» **EXERCISE TASK**
Please set out the rows from the line containing "Each instance of the door frame" through the end of the rows as a Markdown table with the columns Seq and Line, numbering each line in Seq and skipping blank lines. Leave the pictures out.

» **AVAILABLE RECORDS**
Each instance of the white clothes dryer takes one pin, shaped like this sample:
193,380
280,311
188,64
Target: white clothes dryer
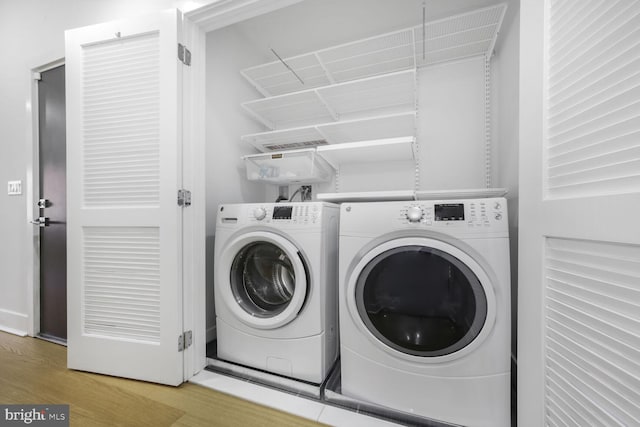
276,287
424,304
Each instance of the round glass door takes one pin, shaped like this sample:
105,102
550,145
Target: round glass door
421,301
263,279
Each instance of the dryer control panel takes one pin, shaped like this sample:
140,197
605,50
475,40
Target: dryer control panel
472,213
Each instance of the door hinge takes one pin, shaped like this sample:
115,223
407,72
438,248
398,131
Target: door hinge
184,55
184,340
184,198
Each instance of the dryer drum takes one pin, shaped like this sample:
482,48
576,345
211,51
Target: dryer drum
262,279
421,301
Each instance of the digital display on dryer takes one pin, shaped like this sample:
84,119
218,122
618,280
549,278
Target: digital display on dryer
282,212
449,212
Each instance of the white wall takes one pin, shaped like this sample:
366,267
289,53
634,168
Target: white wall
227,53
451,125
505,104
33,31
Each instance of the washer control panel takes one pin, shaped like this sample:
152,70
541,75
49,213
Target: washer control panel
464,213
307,213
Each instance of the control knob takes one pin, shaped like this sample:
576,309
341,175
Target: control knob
259,213
414,214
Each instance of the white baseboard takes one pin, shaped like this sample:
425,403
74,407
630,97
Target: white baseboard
14,323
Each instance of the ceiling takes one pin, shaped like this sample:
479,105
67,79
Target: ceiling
317,24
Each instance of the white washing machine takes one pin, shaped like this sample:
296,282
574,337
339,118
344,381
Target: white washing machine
425,308
276,287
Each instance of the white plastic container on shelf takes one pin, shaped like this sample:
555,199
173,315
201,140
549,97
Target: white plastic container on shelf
286,167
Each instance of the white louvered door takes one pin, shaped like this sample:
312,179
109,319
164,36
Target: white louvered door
124,225
579,271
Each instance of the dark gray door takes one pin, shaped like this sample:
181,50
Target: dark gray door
53,238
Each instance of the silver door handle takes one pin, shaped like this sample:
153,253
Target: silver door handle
43,221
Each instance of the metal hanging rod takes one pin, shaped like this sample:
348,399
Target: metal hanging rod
286,65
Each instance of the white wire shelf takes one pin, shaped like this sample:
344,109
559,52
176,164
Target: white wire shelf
386,94
288,167
452,38
371,128
381,150
318,164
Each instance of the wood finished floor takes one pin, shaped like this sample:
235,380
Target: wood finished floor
33,371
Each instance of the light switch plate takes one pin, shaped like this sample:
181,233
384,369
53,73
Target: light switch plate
14,188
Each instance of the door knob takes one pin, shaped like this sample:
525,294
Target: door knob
43,221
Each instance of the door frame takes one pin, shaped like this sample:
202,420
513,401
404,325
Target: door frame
32,190
198,23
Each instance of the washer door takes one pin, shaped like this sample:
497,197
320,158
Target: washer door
264,280
422,298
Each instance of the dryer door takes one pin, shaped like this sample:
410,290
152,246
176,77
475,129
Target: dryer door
422,297
264,279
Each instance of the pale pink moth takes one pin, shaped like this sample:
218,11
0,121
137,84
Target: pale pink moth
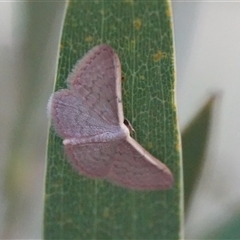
88,116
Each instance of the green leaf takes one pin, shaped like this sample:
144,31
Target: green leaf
194,143
77,207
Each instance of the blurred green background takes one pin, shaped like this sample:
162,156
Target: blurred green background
208,55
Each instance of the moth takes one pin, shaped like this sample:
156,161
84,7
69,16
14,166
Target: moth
88,116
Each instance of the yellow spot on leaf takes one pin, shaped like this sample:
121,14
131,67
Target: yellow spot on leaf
137,23
89,39
159,55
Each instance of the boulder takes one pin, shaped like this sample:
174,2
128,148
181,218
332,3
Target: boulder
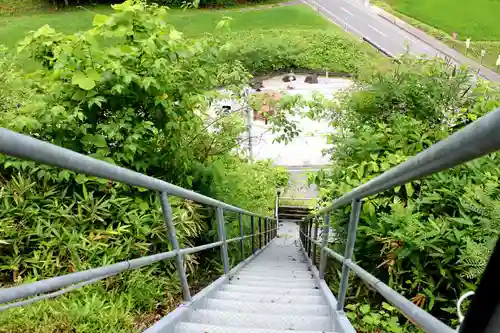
289,78
313,78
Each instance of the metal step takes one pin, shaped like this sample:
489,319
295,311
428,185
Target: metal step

» **ANSWER**
| Seq | Line |
|---|---|
| 1 | Each instance of the door frame takes one pin, shaped like this sample: |
| 2 | 202,420 |
| 3 | 513,401 |
| 4 | 404,325 |
| 5 | Target: door frame |
| 6 | 32,190 |
| 7 | 198,23 |
| 8 | Each instance of the washer door takes one pin, shaped like this sample: |
| 9 | 497,197 |
| 10 | 320,158 |
| 11 | Target: washer door |
| 12 | 264,280 |
| 13 | 422,298 |
| 14 | Each instance of the dryer door takes one pin, shaped like this sample: |
| 15 | 410,290 |
| 16 | 152,246 |
| 17 | 176,77 |
| 18 | 475,129 |
| 19 | Target: dryer door |
| 20 | 422,297 |
| 21 | 264,279 |
| 22 | Each instance of the pale pink moth takes one pin, shaped like this sample: |
| 23 | 218,11 |
| 24 | 0,121 |
| 25 | 137,84 |
| 26 | Target: pale pink moth |
| 27 | 88,116 |
| 28 | Each instance of the green leaf takes one pin, shaped like this sample: |
| 29 | 144,31 |
| 30 | Target: green leaf |
| 31 | 194,143 |
| 32 | 77,207 |
| 33 | Each instance of the blurred green background takes one pin, shaped like this sample: |
| 34 | 162,156 |
| 35 | Target: blurred green background |
| 36 | 208,55 |
| 37 | Each instance of the moth takes one pin, shaped like this sample: |
| 38 | 156,161 |
| 39 | 84,7 |
| 40 | 69,16 |
| 41 | 14,166 |
| 42 | Target: moth |
| 43 | 88,116 |
| 44 | Each instance of the yellow spot on leaf takes one pin, shaped like this sample: |
| 45 | 121,14 |
| 46 | 131,67 |
| 47 | Target: yellow spot on leaf |
| 48 | 137,23 |
| 49 | 89,39 |
| 50 | 159,55 |
| 51 | Each instance of the boulder takes one pin, shaped like this sample: |
| 52 | 174,2 |
| 53 | 128,148 |
| 54 | 181,218 |
| 55 | 332,3 |
| 56 | Target: boulder |
| 57 | 289,78 |
| 58 | 313,78 |
| 59 | Each instance of the metal step takes one pin, shaped like this sample: |
| 60 | 489,319 |
| 61 | 295,311 |
| 62 | 428,185 |
| 63 | Target: metal step |